- [What needs to be done]:
Each line of the data below that holds the word "concrete" is to be reported in full.

[Exercise material Boundary: Start]

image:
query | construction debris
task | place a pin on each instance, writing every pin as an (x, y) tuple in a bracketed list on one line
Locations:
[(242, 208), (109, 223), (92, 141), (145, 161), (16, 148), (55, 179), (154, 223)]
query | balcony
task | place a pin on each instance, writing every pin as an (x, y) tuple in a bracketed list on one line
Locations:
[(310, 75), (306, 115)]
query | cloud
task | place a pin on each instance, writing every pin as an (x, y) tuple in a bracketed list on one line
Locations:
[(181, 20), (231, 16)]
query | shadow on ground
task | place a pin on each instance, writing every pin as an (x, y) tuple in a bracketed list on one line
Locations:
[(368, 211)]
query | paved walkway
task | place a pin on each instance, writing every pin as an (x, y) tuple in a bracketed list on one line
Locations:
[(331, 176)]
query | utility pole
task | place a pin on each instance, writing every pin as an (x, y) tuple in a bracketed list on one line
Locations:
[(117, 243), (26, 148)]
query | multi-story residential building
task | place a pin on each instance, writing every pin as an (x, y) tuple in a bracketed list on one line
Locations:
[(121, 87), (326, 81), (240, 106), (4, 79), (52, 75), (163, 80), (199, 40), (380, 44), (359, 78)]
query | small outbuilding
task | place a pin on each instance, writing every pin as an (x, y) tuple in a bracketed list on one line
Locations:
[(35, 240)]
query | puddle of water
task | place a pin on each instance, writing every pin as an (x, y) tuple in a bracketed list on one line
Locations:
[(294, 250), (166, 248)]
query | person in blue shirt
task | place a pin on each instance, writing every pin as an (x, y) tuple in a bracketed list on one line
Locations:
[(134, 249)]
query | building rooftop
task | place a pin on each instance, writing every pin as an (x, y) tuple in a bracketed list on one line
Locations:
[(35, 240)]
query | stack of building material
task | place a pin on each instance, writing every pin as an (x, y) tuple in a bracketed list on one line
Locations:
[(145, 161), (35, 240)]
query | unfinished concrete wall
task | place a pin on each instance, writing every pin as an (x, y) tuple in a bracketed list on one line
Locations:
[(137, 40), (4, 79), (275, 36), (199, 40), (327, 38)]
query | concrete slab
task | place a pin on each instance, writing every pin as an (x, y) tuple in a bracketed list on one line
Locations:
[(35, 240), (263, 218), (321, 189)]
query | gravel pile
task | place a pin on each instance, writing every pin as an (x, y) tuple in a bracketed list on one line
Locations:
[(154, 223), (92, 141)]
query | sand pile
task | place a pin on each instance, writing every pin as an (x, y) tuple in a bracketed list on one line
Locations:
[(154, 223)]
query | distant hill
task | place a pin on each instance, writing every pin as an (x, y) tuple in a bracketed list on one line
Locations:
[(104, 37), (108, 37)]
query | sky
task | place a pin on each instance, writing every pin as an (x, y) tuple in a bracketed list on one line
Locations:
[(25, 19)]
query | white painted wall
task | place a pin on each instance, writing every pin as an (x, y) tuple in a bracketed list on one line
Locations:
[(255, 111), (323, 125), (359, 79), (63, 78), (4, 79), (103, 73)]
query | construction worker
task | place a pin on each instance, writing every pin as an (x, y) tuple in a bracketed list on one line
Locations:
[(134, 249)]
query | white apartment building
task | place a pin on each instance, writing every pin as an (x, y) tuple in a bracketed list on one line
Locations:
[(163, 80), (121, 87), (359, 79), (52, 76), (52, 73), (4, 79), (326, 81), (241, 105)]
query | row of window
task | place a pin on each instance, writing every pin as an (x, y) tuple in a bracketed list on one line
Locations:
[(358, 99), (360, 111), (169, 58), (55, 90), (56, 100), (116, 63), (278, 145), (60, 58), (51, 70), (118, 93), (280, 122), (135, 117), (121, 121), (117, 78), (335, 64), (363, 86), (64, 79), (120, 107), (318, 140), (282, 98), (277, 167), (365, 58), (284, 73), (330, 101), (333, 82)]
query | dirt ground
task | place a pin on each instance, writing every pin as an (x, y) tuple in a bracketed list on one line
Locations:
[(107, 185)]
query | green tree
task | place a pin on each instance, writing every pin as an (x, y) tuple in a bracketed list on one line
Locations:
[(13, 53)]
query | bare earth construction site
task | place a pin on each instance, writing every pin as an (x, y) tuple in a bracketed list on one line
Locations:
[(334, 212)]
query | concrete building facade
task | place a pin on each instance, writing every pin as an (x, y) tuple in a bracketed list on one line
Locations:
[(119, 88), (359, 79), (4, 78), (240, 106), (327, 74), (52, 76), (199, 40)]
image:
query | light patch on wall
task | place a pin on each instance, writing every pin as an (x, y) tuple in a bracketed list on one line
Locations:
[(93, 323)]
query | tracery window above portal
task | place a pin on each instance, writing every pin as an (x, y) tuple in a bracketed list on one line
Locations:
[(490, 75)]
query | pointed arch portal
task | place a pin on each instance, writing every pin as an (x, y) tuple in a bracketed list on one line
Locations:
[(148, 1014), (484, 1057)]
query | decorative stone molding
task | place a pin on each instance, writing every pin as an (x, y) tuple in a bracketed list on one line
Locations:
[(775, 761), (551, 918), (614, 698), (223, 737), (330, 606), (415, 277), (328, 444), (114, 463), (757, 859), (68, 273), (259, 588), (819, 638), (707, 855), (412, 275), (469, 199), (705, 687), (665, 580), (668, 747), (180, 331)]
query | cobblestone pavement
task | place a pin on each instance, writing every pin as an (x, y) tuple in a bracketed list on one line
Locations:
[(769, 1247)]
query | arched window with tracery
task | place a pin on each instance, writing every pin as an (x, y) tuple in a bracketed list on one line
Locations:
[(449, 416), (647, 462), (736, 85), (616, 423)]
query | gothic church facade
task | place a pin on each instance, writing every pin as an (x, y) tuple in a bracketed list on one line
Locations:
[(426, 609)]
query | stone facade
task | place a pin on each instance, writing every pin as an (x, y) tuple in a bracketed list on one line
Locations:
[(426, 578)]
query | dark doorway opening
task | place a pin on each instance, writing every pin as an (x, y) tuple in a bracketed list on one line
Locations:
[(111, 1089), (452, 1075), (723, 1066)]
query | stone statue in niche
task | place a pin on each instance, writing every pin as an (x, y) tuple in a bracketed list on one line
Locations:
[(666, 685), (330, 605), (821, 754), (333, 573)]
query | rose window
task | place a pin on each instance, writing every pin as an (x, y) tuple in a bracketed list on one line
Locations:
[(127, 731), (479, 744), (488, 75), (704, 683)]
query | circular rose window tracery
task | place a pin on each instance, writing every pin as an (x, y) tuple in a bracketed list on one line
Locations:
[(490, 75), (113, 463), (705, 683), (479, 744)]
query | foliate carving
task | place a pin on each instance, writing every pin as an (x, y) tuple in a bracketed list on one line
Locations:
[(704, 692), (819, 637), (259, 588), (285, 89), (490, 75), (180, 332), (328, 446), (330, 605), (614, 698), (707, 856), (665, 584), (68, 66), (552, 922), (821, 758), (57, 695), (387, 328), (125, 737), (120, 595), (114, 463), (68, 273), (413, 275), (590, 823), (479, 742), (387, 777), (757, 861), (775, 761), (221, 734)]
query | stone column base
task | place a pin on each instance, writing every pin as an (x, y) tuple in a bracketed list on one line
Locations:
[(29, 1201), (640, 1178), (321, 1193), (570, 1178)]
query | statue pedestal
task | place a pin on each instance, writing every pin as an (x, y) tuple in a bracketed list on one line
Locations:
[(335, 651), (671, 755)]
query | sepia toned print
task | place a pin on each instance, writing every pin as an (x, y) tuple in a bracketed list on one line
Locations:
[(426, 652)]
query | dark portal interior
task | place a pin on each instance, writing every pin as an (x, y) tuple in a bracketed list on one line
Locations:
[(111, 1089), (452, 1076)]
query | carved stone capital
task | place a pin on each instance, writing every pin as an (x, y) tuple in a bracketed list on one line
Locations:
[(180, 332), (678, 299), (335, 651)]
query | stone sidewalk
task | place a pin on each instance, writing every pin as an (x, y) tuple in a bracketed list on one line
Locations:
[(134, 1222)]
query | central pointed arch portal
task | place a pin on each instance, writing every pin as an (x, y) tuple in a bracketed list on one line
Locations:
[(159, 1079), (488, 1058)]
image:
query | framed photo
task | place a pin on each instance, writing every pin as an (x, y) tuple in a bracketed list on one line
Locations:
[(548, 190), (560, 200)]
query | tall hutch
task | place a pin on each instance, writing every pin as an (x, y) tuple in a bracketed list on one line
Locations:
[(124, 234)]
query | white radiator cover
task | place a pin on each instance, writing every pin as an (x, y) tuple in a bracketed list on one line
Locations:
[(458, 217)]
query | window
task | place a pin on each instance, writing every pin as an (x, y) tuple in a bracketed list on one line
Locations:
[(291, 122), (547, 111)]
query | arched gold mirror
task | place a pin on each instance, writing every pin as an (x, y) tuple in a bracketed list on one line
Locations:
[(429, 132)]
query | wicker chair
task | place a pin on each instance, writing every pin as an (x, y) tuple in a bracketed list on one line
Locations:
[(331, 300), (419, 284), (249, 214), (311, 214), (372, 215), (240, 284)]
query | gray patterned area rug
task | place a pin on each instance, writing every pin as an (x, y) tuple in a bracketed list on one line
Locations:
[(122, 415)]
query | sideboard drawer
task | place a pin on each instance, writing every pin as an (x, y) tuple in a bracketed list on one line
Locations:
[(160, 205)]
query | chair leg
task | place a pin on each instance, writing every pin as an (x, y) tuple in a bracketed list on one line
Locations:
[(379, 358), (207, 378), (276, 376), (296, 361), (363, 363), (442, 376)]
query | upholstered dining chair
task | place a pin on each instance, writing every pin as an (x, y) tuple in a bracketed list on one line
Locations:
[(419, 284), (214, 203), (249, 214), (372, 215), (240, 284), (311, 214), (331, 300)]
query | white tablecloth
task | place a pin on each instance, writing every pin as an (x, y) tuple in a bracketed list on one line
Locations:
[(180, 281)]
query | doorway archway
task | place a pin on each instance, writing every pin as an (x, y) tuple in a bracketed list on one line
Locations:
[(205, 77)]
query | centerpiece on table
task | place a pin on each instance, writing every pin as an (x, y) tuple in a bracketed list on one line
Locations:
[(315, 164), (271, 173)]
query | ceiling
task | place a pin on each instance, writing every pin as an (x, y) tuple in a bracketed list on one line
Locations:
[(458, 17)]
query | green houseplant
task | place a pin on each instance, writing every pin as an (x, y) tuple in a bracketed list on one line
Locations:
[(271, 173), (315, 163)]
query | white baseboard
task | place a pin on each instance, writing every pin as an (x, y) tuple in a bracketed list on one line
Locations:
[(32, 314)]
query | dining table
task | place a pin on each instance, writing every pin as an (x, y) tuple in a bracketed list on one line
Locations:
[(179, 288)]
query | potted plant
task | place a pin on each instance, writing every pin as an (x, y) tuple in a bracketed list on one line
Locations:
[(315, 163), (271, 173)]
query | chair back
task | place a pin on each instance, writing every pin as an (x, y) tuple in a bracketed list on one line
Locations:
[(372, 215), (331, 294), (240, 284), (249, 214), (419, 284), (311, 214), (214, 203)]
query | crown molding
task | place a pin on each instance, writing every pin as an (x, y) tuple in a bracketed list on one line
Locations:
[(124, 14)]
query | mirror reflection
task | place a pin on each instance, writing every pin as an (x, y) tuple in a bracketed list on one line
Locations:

[Exercise material Boundary: End]

- [Task output]:
query | unfinished concrete wall
query | concrete slab
query | concrete building facade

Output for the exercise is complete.